§ INPUT DATA:
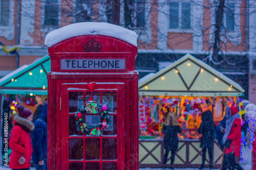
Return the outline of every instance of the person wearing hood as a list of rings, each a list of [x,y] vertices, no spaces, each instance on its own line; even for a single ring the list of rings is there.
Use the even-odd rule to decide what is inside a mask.
[[[167,110],[168,111],[168,114],[164,119],[162,130],[162,133],[165,134],[163,140],[163,145],[165,149],[163,164],[164,168],[166,164],[168,154],[169,152],[171,151],[170,167],[173,168],[174,158],[178,150],[178,139],[177,133],[181,133],[182,130],[174,113],[169,111],[169,109],[167,109]]]
[[[226,129],[222,142],[224,145],[226,146],[227,143],[230,142],[228,148],[225,149],[225,154],[228,155],[229,166],[232,166],[237,169],[243,169],[239,166],[240,155],[240,147],[241,140],[241,123],[240,115],[238,113],[239,110],[237,107],[231,107],[231,117],[227,118],[226,121]],[[234,155],[235,162],[234,162],[232,153]],[[234,166],[234,167],[233,167]],[[222,168],[224,169],[224,168]]]
[[[208,149],[208,154],[210,158],[210,168],[213,168],[214,158],[212,151],[214,145],[214,131],[216,125],[212,120],[212,116],[210,111],[206,111],[202,114],[202,123],[198,129],[198,133],[202,134],[200,138],[200,147],[203,148],[202,165],[199,169],[204,168],[204,162],[206,156],[206,150]]]
[[[31,134],[33,162],[37,170],[46,170],[47,160],[47,104],[44,105],[40,118],[35,121]]]
[[[32,112],[24,106],[17,106],[18,114],[14,118],[14,127],[9,145],[12,149],[9,167],[13,169],[29,169],[33,152],[30,133],[35,127],[31,122]]]

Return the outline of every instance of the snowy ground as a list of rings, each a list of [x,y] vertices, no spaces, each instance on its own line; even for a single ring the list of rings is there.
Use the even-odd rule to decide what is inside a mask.
[[[250,170],[251,169],[251,164],[246,164],[245,165],[241,165],[244,170]],[[11,169],[6,166],[0,166],[0,170],[9,170]],[[140,168],[140,170],[162,170],[163,168]],[[168,168],[165,169],[166,170],[168,169]],[[199,170],[198,168],[174,168],[175,170]],[[205,168],[204,169],[209,169],[209,168]],[[219,169],[219,168],[214,169]],[[35,168],[34,167],[31,167],[30,170],[35,170]]]

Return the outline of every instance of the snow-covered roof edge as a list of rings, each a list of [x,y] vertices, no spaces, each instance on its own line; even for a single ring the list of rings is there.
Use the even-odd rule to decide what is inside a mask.
[[[10,72],[9,74],[0,79],[0,86],[3,86],[5,83],[10,81],[11,79],[15,79],[19,75],[24,74],[26,71],[29,71],[34,66],[43,62],[44,61],[48,60],[49,58],[50,58],[50,56],[46,55],[44,57],[42,57],[39,60],[36,60],[36,61],[34,61],[31,64],[24,65],[19,68],[18,68],[15,70],[13,70],[13,71]]]
[[[136,32],[106,22],[85,22],[71,24],[50,32],[45,44],[50,47],[66,39],[84,35],[105,35],[120,39],[137,46]]]

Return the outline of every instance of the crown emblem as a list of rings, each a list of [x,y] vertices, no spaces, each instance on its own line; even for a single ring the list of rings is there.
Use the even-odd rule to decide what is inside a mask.
[[[100,52],[102,45],[99,42],[91,38],[90,41],[86,42],[82,48],[86,52]]]

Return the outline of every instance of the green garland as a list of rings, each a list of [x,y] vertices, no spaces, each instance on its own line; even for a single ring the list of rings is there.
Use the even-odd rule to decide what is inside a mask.
[[[87,113],[100,113],[101,117],[105,117],[101,120],[97,126],[87,126],[83,118],[84,114]],[[90,101],[84,103],[78,108],[75,115],[76,123],[78,129],[83,133],[91,135],[101,135],[102,132],[108,128],[108,124],[110,122],[110,115],[108,107],[100,103],[94,101]]]

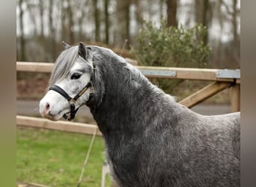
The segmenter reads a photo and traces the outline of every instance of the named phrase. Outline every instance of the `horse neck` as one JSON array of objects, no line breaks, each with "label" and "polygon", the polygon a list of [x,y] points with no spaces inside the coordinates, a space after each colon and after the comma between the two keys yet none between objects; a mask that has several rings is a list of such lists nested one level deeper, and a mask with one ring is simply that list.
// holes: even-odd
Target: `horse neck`
[{"label": "horse neck", "polygon": [[[102,132],[111,130],[135,131],[130,124],[144,112],[144,106],[162,92],[137,70],[130,70],[124,63],[104,64],[100,67],[104,93],[98,107],[91,111]],[[135,124],[135,123],[133,123]]]}]

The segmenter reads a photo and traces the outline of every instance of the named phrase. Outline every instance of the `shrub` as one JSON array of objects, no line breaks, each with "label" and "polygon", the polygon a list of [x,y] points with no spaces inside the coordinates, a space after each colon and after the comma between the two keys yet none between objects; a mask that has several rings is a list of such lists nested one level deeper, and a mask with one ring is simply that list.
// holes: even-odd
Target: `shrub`
[{"label": "shrub", "polygon": [[[177,67],[203,67],[210,54],[210,49],[203,38],[207,28],[196,25],[191,28],[183,25],[166,27],[162,19],[160,26],[151,22],[144,22],[135,37],[136,45],[131,46],[133,58],[139,65]],[[180,80],[150,79],[165,92],[172,90]]]}]

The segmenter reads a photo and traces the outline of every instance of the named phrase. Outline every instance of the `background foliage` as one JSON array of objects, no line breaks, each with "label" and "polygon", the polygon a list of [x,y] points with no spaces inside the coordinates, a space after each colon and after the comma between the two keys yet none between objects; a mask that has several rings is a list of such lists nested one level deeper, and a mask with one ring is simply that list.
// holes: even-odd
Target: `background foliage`
[{"label": "background foliage", "polygon": [[[145,22],[136,37],[136,46],[131,52],[139,65],[177,67],[204,67],[210,55],[207,43],[204,43],[207,28],[198,24],[191,28],[183,25],[166,27],[162,19],[159,27]],[[165,92],[171,94],[182,80],[150,79]]]}]

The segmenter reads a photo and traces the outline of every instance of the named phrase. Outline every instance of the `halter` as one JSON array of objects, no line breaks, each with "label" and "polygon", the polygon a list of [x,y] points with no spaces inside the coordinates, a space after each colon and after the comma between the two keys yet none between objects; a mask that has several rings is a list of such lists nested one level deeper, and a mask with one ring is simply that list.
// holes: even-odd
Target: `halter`
[{"label": "halter", "polygon": [[63,115],[63,117],[65,120],[72,120],[73,118],[75,118],[76,114],[78,111],[78,109],[82,105],[79,105],[76,109],[75,107],[75,103],[76,102],[76,100],[90,88],[90,95],[89,95],[89,99],[90,100],[91,96],[93,95],[93,91],[94,91],[94,76],[95,76],[95,70],[96,70],[96,66],[94,62],[92,62],[93,64],[93,73],[91,76],[91,79],[89,82],[74,96],[74,97],[71,97],[69,96],[69,94],[67,94],[67,93],[63,90],[61,88],[60,88],[59,86],[57,85],[52,85],[52,87],[50,87],[49,88],[49,91],[54,91],[55,92],[58,92],[58,94],[60,94],[61,96],[63,96],[64,97],[65,97],[67,101],[70,103],[70,117],[68,117],[67,115],[67,113],[64,114]]}]

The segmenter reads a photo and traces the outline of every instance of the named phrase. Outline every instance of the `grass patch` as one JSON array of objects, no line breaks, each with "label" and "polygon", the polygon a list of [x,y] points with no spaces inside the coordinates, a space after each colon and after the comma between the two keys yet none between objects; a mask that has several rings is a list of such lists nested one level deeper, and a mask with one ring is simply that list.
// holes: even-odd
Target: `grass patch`
[{"label": "grass patch", "polygon": [[[18,181],[49,186],[76,186],[91,136],[17,127]],[[104,142],[96,137],[81,187],[100,186]],[[112,183],[107,177],[106,186]]]}]

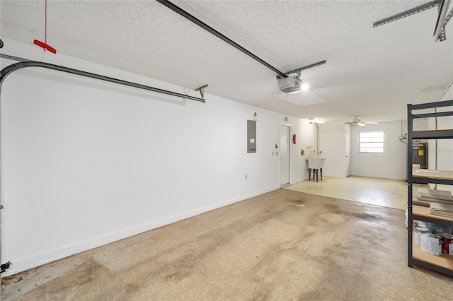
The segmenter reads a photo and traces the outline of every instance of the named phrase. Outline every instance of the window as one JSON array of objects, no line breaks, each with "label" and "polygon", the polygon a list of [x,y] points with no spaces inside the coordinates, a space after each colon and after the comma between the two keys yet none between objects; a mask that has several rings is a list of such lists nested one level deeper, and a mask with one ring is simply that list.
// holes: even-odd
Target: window
[{"label": "window", "polygon": [[359,153],[384,153],[384,131],[359,133]]}]

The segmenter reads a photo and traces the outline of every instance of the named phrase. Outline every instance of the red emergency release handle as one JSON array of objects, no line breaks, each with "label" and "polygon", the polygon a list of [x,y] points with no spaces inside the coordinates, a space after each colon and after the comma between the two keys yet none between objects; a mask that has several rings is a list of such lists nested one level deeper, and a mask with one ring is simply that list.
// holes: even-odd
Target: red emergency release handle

§ GIVEN INSTRUCTION: Reproduce only the lines running from the one that contains "of the window" to the last line of the records.

§ ANSWER TO THIS TASK:
The segmenter reads a photo and traces the outline of every instance of the named phrase. Outline every instance of the window as one JSON array of objects, no line breaks, each with "label" and "polygon", the polygon a list of [x,y] points with no spaces inside the coordinates, a space after each colon and after the comma between the two keys yet none between objects; a mask that has several rings is a list of such lists nested one level deeper, and a mask with one ring is simply that list.
// holes: even-odd
Target: window
[{"label": "window", "polygon": [[359,153],[384,153],[384,131],[359,133]]}]

The segmenter reads a photo and traces the outline of every instance of the named phrase. Outline every instance of the red emergency release handle as one JSON array of objects, no line breaks, each with "label" and "polygon", the polygon a list of [x,y] points with no spaces inside the coordinates, a space after each colon and after the comma between the two keys yet none between objects; a mask that has several rings is a list of such lists nested one level deeper, and a mask with one ring is simply that list.
// holes: even-odd
Target: red emergency release handle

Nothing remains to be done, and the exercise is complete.